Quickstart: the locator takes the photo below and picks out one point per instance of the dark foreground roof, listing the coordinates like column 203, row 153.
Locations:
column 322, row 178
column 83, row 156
----------
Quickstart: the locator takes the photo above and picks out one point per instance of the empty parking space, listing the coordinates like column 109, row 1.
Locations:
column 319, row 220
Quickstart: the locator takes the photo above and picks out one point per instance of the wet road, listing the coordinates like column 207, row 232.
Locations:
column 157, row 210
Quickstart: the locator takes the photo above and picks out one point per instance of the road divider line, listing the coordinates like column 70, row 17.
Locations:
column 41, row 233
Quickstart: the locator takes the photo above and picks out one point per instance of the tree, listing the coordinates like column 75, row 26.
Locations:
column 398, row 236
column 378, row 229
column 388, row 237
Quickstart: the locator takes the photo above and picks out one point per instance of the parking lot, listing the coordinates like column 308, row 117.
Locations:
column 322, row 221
----------
Rewrite the data starting at the line that contains "75, row 26." and stopping after the line that contains "column 388, row 237". Put "Points" in place of "Locations" and leave everything else unchanged.

Task response -
Quickstart: the locator takes the photo above and picks out one point per instance of the tree, listing the coordinates like column 75, row 26.
Points:
column 398, row 236
column 378, row 229
column 388, row 237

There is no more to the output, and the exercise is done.